+++ DOCUMENT PASSAGE

### Optimizing Julia code is often done at the expense of transparency

In [1]:
using Random, LinearAlgebra, BenchmarkTools

function test(A, B, C)
    C = C - A * B
    return C
end

A = rand(1024, 256); B = rand(256, 1024); C = rand(1024, 1024)
@btime test(A, B, C); #C, A and B are matrices.


function test_opt(A, B, C)
    BLAS.gemm!('N','N', -1., A, B, 1., C)
    return C
end
@btime test_opt(A, B, C) # avoids taking two unnecessary copies of the matrix C.


C = rand(1024, 1024)
all(test(A, B, C) .== test_opt(A, B, C))

  5.154 ms (4 allocations: 16.00 MiB)
  2.402 ms (0 allocations: 0 bytes)

++++++

EXERCISE REQUIREMENTS:
1. From the Julia optimization page, extract the passage from "BLAS.gemm!('N','N', -1., A, B, 1., C)" up to and including "test_opt(A, B, C))".
2. Answer these questions about the Julia optimization page:
(a) What dimensions are given for matrix C when it is created with rand?
(b) According to the comment on the @btime line for test_opt, what does that function avoid?
(c) What time and allocation figures appear on the last output line?

+++ ROWS

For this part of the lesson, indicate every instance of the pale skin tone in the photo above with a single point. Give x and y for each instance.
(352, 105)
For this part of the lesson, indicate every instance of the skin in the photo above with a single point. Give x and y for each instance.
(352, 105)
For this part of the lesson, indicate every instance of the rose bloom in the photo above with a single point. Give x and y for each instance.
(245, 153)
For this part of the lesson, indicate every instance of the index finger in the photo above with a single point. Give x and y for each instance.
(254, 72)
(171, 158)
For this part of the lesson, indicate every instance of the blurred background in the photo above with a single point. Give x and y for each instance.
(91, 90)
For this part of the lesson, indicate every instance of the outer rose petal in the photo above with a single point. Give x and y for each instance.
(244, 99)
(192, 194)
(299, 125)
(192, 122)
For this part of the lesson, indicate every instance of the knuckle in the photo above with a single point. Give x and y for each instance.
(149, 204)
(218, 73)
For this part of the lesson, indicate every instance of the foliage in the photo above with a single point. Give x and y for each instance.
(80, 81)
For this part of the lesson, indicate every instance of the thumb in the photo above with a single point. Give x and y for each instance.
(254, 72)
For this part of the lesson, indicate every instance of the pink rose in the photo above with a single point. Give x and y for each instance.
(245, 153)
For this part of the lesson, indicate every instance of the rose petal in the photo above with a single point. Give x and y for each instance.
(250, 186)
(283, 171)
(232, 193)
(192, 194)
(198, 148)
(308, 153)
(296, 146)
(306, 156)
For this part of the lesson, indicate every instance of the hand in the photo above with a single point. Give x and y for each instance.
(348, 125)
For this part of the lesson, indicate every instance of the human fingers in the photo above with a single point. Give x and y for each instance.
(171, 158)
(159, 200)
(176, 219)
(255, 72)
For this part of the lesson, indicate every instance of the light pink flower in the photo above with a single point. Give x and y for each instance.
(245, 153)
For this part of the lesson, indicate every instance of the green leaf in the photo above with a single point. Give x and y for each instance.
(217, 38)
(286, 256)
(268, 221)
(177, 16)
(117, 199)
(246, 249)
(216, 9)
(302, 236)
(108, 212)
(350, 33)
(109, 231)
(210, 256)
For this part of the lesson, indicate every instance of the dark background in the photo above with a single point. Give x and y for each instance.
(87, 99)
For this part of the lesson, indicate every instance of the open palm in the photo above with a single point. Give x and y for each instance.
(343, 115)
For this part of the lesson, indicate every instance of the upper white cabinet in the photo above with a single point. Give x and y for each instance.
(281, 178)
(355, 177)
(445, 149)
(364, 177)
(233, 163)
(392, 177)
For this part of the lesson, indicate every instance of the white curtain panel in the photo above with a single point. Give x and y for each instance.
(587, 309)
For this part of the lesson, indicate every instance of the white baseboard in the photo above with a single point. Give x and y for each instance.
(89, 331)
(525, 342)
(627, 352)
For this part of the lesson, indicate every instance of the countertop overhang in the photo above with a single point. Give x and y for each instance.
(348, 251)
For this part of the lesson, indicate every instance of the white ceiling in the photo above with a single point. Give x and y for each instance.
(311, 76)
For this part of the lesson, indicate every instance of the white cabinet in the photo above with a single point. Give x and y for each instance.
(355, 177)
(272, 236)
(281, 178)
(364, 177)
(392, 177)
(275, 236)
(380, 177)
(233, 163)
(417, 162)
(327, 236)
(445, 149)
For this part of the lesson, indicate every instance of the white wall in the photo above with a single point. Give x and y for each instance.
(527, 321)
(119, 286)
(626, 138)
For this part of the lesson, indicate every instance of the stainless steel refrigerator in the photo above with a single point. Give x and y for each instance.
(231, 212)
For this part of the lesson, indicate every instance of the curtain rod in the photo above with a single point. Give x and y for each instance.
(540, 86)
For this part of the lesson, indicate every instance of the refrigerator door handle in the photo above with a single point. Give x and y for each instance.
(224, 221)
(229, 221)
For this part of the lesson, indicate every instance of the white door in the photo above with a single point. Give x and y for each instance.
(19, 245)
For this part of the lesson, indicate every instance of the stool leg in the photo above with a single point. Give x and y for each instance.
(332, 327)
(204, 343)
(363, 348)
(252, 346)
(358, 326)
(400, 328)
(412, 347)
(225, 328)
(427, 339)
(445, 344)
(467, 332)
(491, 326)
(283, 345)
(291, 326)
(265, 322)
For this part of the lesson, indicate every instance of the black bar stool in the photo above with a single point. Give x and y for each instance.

++++++

TASK-BY-TASK RESULTS:
1.
BLAS.gemm!('N','N', -1., A, B, 1., C)
    return C
end
@btime test_opt(A, B, C) # avoids taking two unnecessary copies of the matrix C.


C = rand(1024, 1024)
all(test(A, B, C) .== test_opt(A, B, C))

2.
(a) 1024 by 1024.
(b) Taking two unnecessary copies of the matrix C.
(c) 2.402 ms, with 0 allocations and 0 bytes.